*Stated exercise:*
The text below on China's oil ties with the Middle East lists three Gulf countries whose oil sales to China in 2002 are given in tons. Name each of them with its tonnage.

*Text excerpt:*
That said, the Arabian/Persian Gulf is the commercial and geopolitical center of gravity of this relatively new and consequential dimension of Sino-American relations. Dependence on foreign sources of oil is an irreversible fact of life for China— a fundamental feature of its energy profile and of the global energy market for years to come. The Gulf is a natural magnet for China. Indeed, Gulf suppliers are already vitally important energy partners. Since 1996, the lion’s share of Chinese crude oil imports (about 60 percent) has come from the Middle East. Furthermore, this dependence has been highly concentrated within the region. As recently as 2002, for example, oil purchases from just three Gulf countries— Saudi Arabia (11.53 mn tons), Iran (10.73 mn tons), and Oman (8.31 mn tons)— accounted for 43.3 percent of China’s total oil imports. Facing the challenge of unavoidable dependence on a region of chronic geopolitical and market uncertainty and spurred by the Iraq War (2003), Chinese enterprises redoubled their efforts to diversify their sources of supply both away from and within the Middle East. By mid-2005, Chinese energy firms had invested $15 billion and had bid successfully for exploration rights or had purchased equity shares in overseas oil/gas fields in 44 countries.
Again it is important to emphasize that though the oil supply relationship is the central strand of the burgeoning commercial ties between China and Middle East, it is by no means the only one. Nor are these increasingly extensive business relations a one-way street, with the Chinese side always taking the initiative. And, while geopolitical considerations undoubtedly inform and in some instances are conceivably the primary drivers of commercial activity, simply doing business has been a strong enough incentive to spur Sino-Middle Eastern economic cooperation.
Finally, it must be said that not every aspect of Sino-Middle Eastern economic cooperation poses the same type or level of challenge to the United States. Nor does every bilateral relationship present the same potential problem for US policy-makers or American businesses. Record-high energy prices and prognostications of “peak oil,” the escalating diplomatic crisis over the Iranian nuclear program, and, as will be shown, aspects of China’s past and present involvement in the Middle East have, quite understandably, raised questions about Chinese intentions. However, we might be best served to avoid taking it as a given that Sino-Middle Eastern relations are designed by Beijing mainly in order to challenge American preeminence by subverting US interests and policies in the region, or that they are inexorably headed in that direction.

*Data lines:*
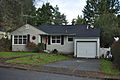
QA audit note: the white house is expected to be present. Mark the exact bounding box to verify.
[11,24,100,58]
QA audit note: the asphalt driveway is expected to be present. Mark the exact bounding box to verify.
[44,59,100,72]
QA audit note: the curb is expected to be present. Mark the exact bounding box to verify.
[0,63,120,80]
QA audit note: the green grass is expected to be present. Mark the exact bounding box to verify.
[101,60,120,75]
[6,53,71,65]
[0,52,37,58]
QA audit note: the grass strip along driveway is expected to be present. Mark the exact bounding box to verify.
[0,52,35,58]
[0,52,71,65]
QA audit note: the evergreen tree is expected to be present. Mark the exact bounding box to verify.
[52,5,67,25]
[75,15,86,24]
[0,0,34,31]
[36,3,54,25]
[83,0,97,25]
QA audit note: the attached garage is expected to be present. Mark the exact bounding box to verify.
[74,38,99,58]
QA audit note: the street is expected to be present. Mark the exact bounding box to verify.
[0,68,98,80]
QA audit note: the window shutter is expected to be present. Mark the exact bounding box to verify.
[61,35,64,45]
[48,36,51,45]
[27,34,30,42]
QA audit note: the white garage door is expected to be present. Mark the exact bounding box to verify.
[76,42,97,58]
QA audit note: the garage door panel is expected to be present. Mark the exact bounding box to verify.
[76,42,96,58]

*Exercise solution:*
- Saudi Arabia: 11.53 mn tons
- Iran: 10.73 mn tons
- Oman: 8.31 mn tons